### Source
• • •

Multi Layer Perceptron

MLP consists of at least 3 sets of nodes

an input layer
- one or more hidden layers
  - and an output layer

each node except for the input node is a neuron that uses a nonlinear activation function

multiple layers and non-linearities allow an MLP to distinguish data that is not linearly separable once trained

Hidden Layers

at the heart of every solution is a model that describes how features can be transformed into an estimate of the target

weights can determine the influence of each feature on our prediction
- bias determines the value of the estimate when all features are zero

an affine transformation of inputs features is characterized by a linear transformation of features via a weighted sum, combined with a translation via added bias.

linearity implies the weaker assumption of monotonicity

any increase in our feature must either always cause an increase in our model's output, or always cause a decrease in our model's output

with deep neural networks we used observational data to jointly learn both

a representation via hidden layers
- and a linear predictor that acts upon that representation

incorporating hidden layers

we overcome limitation of linear models by incorporating one or more hidden layers.

stack fully-connected layers on top of one another

each layer feeds into the layer above it
- until we generate outputs
first \(L-1\) layers are our representation and the final layer as the linear predictor

MLP has 4 inputs 3 outputs and its hidden layer contains 4 hidden units
- input layer involves no calculations
  - to get the network output
    - the computation is implemented in the hidden and output layers
- thus MLP has 2 layers
  - both layers are fully-connected

from linear to nonlinear

we denote by the matrix \(X \in \mathbb{R}^{n\times d}\)

• • •

### Written exercise
Copy everything in the multilayer perceptron notes from "each node except" down to "via added bias.", changing "bias" to "offset" throughout.

• • •

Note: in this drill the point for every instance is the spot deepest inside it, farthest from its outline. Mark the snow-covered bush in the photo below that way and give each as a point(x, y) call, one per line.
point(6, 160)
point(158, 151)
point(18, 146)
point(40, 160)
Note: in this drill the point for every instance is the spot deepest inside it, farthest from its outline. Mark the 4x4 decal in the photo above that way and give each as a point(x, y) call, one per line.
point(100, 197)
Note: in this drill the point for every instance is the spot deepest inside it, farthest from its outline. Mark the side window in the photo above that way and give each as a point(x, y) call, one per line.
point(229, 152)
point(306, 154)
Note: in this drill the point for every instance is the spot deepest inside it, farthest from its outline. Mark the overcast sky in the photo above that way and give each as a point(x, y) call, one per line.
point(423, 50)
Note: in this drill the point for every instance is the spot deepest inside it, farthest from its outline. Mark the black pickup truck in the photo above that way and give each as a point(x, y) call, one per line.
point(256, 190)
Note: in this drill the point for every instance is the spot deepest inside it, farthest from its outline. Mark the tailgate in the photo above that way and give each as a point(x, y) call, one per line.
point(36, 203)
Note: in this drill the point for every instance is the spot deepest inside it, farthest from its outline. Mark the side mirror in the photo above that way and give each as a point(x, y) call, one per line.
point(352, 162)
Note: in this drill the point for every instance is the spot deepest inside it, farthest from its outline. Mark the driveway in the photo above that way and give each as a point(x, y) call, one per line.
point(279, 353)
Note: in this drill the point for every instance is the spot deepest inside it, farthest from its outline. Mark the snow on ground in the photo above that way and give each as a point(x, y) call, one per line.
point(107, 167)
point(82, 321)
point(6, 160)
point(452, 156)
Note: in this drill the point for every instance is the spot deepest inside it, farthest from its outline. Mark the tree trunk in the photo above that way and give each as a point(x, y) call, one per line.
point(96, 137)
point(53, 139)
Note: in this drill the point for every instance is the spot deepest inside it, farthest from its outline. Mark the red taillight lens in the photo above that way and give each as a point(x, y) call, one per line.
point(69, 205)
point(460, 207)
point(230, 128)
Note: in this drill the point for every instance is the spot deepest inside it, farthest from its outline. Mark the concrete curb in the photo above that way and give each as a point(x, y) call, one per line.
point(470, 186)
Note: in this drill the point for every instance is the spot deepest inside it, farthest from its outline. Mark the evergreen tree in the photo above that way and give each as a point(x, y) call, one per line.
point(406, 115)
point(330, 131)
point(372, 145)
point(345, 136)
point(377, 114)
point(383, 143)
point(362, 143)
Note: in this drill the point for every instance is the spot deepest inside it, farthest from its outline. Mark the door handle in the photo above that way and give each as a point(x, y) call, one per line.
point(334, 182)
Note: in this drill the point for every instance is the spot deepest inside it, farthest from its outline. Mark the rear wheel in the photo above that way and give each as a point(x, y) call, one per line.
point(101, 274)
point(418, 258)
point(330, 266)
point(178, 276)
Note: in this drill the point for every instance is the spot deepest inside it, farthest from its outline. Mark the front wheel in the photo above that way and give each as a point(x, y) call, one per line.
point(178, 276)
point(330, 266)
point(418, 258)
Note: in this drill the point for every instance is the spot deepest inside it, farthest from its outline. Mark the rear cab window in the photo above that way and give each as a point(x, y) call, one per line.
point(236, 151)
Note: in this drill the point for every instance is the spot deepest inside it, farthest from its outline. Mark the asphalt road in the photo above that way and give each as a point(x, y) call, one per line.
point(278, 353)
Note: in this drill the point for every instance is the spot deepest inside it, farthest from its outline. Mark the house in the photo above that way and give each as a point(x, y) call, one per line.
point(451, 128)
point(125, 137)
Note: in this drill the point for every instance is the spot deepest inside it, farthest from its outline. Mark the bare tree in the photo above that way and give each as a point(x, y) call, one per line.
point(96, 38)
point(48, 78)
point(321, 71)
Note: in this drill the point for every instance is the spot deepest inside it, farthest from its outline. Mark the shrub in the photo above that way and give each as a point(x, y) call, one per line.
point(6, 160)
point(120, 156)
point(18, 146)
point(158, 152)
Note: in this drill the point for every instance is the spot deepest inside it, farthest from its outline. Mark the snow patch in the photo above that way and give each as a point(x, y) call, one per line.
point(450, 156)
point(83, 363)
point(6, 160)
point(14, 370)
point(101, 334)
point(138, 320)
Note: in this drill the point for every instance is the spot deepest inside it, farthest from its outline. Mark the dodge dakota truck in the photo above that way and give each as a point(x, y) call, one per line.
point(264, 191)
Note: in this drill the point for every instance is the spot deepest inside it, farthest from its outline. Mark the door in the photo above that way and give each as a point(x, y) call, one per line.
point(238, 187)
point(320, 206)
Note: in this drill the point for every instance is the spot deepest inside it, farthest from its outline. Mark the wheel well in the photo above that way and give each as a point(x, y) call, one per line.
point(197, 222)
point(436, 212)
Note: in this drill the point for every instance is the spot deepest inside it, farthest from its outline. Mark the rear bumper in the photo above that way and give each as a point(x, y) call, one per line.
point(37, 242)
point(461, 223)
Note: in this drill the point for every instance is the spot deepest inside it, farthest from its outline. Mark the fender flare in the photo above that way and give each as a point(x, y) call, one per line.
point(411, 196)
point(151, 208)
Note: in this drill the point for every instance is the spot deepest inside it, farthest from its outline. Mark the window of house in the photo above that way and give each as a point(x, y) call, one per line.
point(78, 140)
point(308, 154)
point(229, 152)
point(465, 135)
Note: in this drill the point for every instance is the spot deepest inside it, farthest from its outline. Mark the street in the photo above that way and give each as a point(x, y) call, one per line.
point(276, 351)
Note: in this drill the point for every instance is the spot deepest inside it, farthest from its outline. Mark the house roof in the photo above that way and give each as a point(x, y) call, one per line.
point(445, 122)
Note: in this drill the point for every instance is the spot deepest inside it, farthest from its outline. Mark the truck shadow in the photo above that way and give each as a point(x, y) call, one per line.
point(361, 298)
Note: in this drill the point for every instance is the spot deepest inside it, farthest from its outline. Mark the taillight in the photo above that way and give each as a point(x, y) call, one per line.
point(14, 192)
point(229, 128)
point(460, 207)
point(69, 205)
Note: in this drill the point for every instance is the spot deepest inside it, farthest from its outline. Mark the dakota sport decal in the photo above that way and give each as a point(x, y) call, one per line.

• • •

### Answer
each node except for the input node is a neuron that uses a nonlinear activation function

multiple layers and non-linearities allow an MLP to distinguish data that is not linearly separable once trained

Hidden Layers

at the heart of every solution is a model that describes how features can be transformed into an estimate of the target

weights can determine the influence of each feature on our prediction
- offset determines the value of the estimate when all features are zero

an affine transformation of inputs features is characterized by a linear transformation of features via a weighted sum, combined with a translation via added offset.